### Information provided ###

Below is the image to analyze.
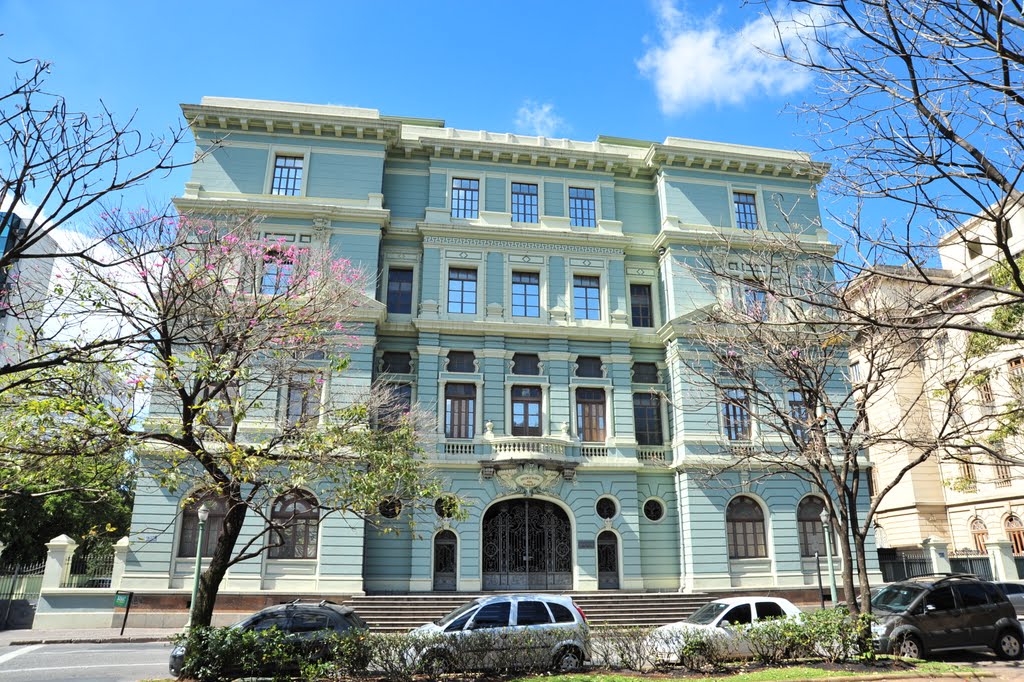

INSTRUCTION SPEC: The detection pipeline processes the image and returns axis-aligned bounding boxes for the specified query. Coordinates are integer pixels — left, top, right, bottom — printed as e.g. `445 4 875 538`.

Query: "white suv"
410 594 590 672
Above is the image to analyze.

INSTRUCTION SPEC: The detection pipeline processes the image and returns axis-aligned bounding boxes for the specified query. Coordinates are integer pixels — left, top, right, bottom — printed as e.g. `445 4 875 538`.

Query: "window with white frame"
722 388 751 440
452 177 480 218
512 386 544 436
512 271 541 317
569 187 597 227
575 388 607 442
447 267 476 314
387 267 413 315
512 182 540 222
444 383 476 438
270 154 302 197
732 191 758 229
572 274 601 319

###

Recast each line of the items above as a Markdown table with the columns Row and Line, numbering the rows in order. Leave out blank lines and the picture.

> Expected answer
| Row | Line |
|---|---|
| 1 | Below is the image to analyze. |
| 2 | INSTRUCTION SPEC: The detection pipeline processes the image and returns axis-aligned bounding boxes for the specified query. Coordinates are integer pixels — left, top, right, bottom — printed as e.g. `445 4 875 538`. |
| 3 | Query: "white suv" |
| 4 | 410 594 590 672 |
| 5 | Above is the image to analyze. |
| 6 | INSTRUCTION SPEC: The detection pipeline processes the image and returns axis-aligned bounding boxes for the specified query. Coordinates are integer pixels — left, top, right, bottom — printed as e.g. `445 4 875 538`. |
| 7 | Query: "window with white frame" |
| 8 | 722 388 751 440 |
| 9 | 452 177 480 218 |
| 10 | 512 386 544 436 |
| 11 | 512 271 541 317 |
| 12 | 569 187 597 227 |
| 13 | 575 388 607 442 |
| 14 | 447 267 476 314 |
| 15 | 387 267 413 315 |
| 16 | 512 182 540 222 |
| 17 | 444 383 476 438 |
| 18 | 270 154 302 197 |
| 19 | 732 191 758 229 |
| 20 | 572 274 601 319 |